• [SHORT EXERCISE]
Retype the records below line for line, leaving out the pictures.
## Begin AVAILABLE RECORDS
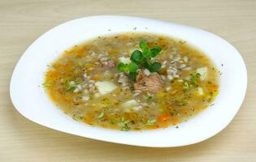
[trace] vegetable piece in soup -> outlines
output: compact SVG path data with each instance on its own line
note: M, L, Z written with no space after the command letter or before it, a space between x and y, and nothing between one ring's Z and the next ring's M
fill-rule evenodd
M67 49L46 72L50 98L75 120L124 131L164 128L206 109L218 70L184 41L152 33L98 36Z

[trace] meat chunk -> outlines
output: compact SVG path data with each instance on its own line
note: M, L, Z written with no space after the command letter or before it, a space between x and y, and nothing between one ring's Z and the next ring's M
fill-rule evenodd
M146 75L143 71L140 70L136 78L137 82L134 83L135 90L141 92L155 92L163 87L163 82L160 76L156 73L151 73Z

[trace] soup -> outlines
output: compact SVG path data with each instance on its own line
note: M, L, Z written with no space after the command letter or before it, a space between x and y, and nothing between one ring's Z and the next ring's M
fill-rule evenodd
M127 131L187 121L210 106L218 80L210 59L185 41L132 32L66 50L49 66L43 85L75 120Z

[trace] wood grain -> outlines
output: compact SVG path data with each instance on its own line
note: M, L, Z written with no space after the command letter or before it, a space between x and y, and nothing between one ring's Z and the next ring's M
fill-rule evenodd
M249 76L246 98L232 122L220 134L195 145L145 148L63 134L22 117L10 100L9 83L23 52L54 26L95 15L176 22L231 42L242 54ZM256 161L255 27L254 0L0 0L0 161Z

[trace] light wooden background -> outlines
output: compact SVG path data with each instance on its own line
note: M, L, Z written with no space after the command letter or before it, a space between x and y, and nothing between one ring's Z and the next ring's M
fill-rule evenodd
M19 114L10 100L9 83L23 52L50 28L95 15L137 15L176 22L228 40L242 54L249 76L245 100L232 122L218 135L195 145L146 148L67 134ZM256 161L256 1L0 0L0 57L1 162Z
## End AVAILABLE RECORDS
• [THE ANSWER]
[trace] vegetable piece in soup -> outlines
output: compact SVG path data with each instance on its own line
note: M, L, Z written with no space after the command letter or before it, a space between x and y, and nothing between one ring's Z and the next ring's M
fill-rule evenodd
M67 49L46 72L50 98L75 120L124 131L164 128L206 109L218 70L184 41L152 33L98 36Z

[trace] meat chunk -> outlines
output: compact SVG path data with each instance on its own line
note: M, L, Z written with no space after the command letter or before it, a space between x and y, and nothing between one ring's Z and the next ring's M
fill-rule evenodd
M146 75L143 71L140 70L136 78L137 82L134 83L135 90L141 92L155 92L163 87L163 82L160 76L156 73L151 73Z

[trace] soup -> outlines
output: compact SVG path data with each instance on its own line
note: M, L, Z written with no space after the command letter or before it, a space between x and y, and nothing between one ring's Z and the next ring's M
fill-rule evenodd
M127 131L187 121L210 106L218 80L210 59L185 41L132 32L66 50L49 66L43 85L75 120Z

[trace] wood grain -> outlines
output: compact SVG path data with each instance on its own line
note: M, L, Z written with no space after the command letter or before it, a space between x and y, and nothing between one ring's Z and the next ring's M
fill-rule evenodd
M249 76L246 98L232 122L220 134L195 145L145 148L63 134L22 117L10 100L9 83L23 52L54 26L95 15L176 22L231 42L242 54ZM256 161L255 27L254 0L0 0L0 161Z

[trace] light wooden background -> outlines
output: compact SVG path data with each instance on its own line
note: M, L, Z written with no space after the command letter or before it, a space between x and y, and nothing between one ring's Z and the next ring's M
fill-rule evenodd
M19 114L10 100L9 83L23 52L50 28L95 15L137 15L176 22L228 40L242 54L249 76L245 100L232 122L218 135L195 145L146 148L67 134ZM256 161L256 1L0 0L0 57L1 162Z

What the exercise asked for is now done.